● Problem to work on:
Gather every row below that contains the word "knot" and copy each of those rows. Case counts.

● Records to use:
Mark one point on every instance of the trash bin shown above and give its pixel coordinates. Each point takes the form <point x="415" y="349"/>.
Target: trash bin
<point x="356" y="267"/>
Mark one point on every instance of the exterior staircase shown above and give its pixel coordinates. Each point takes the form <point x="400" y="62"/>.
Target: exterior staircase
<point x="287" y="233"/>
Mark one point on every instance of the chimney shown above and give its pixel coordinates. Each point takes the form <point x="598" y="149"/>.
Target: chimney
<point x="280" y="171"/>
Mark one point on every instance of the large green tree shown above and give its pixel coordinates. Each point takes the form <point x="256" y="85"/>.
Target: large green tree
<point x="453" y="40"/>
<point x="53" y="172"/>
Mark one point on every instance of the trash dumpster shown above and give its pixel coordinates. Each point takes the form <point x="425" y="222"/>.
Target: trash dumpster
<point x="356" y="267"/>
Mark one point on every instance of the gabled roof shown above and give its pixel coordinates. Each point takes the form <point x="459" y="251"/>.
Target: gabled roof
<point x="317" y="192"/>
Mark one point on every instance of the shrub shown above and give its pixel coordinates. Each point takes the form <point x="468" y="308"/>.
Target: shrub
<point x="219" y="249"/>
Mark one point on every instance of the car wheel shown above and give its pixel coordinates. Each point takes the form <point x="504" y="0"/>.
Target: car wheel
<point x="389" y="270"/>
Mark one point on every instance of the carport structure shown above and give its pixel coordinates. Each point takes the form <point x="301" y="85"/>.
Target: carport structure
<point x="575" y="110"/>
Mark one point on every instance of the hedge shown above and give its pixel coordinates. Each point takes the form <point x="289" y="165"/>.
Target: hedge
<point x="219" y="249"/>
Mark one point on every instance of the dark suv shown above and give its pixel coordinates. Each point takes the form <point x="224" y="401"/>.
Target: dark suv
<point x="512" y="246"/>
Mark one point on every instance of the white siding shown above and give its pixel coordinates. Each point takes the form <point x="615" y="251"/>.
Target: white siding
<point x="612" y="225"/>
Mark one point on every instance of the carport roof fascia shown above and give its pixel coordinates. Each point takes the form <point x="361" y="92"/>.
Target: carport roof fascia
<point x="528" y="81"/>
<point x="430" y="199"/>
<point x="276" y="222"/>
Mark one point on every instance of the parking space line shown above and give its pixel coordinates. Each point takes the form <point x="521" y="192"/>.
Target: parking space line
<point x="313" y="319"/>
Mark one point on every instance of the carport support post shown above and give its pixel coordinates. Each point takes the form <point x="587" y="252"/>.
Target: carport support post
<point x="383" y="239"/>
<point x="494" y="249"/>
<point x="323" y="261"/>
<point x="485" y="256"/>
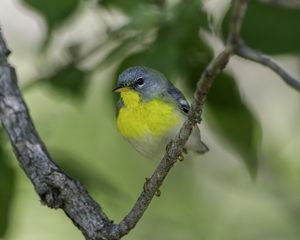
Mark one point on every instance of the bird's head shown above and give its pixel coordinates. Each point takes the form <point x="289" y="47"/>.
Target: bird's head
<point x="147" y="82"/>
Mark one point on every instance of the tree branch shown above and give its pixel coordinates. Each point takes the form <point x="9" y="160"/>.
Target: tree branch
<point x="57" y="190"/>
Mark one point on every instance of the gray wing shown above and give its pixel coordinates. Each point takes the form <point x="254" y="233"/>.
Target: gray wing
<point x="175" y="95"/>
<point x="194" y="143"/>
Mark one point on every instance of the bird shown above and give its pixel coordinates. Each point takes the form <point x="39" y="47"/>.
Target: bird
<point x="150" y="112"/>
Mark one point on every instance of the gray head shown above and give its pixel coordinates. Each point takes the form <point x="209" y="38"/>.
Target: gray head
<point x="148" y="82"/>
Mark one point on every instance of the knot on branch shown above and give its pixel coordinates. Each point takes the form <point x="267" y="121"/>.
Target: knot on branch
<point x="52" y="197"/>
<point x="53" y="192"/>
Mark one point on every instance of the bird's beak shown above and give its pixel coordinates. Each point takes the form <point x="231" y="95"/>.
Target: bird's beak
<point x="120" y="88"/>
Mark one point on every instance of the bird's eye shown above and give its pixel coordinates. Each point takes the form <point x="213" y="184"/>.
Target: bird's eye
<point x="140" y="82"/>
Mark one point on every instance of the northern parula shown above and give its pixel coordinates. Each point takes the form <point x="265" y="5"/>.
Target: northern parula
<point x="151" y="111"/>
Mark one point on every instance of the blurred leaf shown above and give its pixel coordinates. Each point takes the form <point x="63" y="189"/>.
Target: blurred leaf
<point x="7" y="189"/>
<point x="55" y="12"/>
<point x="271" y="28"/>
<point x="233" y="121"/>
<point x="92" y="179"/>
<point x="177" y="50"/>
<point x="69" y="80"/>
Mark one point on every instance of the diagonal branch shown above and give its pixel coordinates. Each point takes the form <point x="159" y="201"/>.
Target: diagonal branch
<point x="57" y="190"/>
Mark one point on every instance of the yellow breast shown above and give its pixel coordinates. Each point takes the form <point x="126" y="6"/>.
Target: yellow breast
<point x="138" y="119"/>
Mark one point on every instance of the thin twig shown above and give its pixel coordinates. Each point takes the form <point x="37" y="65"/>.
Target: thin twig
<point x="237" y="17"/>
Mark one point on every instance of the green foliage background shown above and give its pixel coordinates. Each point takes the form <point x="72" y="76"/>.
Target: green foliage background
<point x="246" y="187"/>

* * *

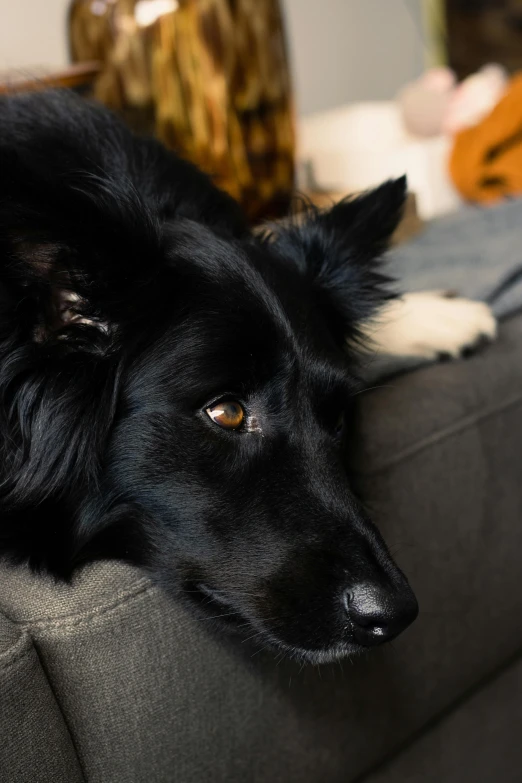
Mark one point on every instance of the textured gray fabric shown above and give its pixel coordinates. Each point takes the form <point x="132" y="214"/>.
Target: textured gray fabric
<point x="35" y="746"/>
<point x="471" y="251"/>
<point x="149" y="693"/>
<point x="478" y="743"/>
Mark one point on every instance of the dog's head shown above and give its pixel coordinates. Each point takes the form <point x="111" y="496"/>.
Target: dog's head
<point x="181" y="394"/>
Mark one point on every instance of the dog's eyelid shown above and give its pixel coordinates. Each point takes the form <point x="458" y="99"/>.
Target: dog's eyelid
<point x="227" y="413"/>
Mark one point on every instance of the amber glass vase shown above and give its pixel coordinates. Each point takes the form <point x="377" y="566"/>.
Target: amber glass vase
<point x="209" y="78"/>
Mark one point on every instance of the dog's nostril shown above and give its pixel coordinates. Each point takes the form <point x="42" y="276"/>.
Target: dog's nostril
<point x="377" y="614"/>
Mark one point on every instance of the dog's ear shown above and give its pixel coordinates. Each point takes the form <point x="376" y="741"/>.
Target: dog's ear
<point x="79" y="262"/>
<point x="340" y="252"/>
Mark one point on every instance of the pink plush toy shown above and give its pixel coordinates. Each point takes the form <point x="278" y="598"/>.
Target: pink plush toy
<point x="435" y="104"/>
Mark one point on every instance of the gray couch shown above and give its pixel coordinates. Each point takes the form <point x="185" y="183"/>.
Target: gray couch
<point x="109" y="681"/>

--

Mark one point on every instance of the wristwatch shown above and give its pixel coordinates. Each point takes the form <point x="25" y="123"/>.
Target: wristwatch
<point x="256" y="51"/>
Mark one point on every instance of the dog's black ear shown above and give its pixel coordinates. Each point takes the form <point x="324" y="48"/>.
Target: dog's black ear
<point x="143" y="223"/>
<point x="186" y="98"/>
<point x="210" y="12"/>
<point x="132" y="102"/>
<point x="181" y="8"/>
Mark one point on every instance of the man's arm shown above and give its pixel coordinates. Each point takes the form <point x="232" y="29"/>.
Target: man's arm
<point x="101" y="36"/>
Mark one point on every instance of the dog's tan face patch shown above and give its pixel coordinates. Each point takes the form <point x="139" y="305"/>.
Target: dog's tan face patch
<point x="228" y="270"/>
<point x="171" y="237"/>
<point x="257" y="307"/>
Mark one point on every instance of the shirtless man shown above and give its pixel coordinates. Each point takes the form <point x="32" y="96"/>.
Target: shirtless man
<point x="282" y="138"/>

● Response to this task:
Mark one point on every instance of the knot on branch shown above and give its pixel coordinates. Each point takes the form <point x="267" y="121"/>.
Target: knot on branch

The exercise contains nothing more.